▶ Supplied material
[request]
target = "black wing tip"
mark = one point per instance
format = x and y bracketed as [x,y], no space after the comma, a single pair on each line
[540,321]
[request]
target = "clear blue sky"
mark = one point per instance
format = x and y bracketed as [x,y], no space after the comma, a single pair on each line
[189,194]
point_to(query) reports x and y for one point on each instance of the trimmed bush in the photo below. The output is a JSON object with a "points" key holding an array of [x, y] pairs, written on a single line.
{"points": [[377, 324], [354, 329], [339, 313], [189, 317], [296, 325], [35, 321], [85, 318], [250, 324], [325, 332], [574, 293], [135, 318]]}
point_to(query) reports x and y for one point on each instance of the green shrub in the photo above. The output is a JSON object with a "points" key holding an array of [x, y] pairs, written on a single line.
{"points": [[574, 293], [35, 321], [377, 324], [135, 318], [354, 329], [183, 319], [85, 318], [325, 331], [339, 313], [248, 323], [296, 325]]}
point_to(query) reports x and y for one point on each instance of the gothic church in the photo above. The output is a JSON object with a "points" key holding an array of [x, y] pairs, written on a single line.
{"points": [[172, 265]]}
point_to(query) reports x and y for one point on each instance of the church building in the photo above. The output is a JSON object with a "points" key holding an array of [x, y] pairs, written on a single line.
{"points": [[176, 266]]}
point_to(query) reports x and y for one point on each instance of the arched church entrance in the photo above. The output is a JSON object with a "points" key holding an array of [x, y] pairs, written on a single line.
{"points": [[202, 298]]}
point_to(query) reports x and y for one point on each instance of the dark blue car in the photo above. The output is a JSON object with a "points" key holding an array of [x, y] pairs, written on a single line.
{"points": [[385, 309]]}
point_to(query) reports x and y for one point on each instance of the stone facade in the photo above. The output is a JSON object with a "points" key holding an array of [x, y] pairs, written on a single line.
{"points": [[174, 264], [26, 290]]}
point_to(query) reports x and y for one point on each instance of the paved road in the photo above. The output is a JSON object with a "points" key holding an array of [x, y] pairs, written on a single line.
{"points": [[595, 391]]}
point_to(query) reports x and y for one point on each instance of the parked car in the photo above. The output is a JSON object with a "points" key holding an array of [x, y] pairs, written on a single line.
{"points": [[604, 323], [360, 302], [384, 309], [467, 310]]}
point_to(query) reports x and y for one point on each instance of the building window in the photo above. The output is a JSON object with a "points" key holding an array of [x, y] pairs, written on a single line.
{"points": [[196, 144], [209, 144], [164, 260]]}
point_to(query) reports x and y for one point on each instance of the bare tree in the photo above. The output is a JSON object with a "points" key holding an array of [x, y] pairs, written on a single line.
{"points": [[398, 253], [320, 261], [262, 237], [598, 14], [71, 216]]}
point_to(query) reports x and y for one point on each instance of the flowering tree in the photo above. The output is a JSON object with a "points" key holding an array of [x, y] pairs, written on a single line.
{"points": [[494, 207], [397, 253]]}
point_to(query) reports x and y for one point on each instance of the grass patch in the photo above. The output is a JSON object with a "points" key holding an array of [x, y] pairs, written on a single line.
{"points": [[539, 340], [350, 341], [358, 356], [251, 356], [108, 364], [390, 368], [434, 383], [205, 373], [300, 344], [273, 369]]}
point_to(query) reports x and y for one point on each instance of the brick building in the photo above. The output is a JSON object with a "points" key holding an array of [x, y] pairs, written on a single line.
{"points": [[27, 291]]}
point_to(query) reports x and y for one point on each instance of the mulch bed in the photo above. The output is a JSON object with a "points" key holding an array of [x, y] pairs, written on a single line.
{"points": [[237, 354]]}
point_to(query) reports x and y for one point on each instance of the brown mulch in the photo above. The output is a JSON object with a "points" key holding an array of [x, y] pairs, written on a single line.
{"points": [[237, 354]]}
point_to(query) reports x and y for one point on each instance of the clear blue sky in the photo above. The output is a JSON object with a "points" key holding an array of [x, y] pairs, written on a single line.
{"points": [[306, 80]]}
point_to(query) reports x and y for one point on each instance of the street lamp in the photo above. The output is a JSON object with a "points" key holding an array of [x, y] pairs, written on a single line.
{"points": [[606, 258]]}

▶ Work item
Show every line of the data that includes the string "target".

▶ Response area
target = "black wing tip"
target = "clear blue sky"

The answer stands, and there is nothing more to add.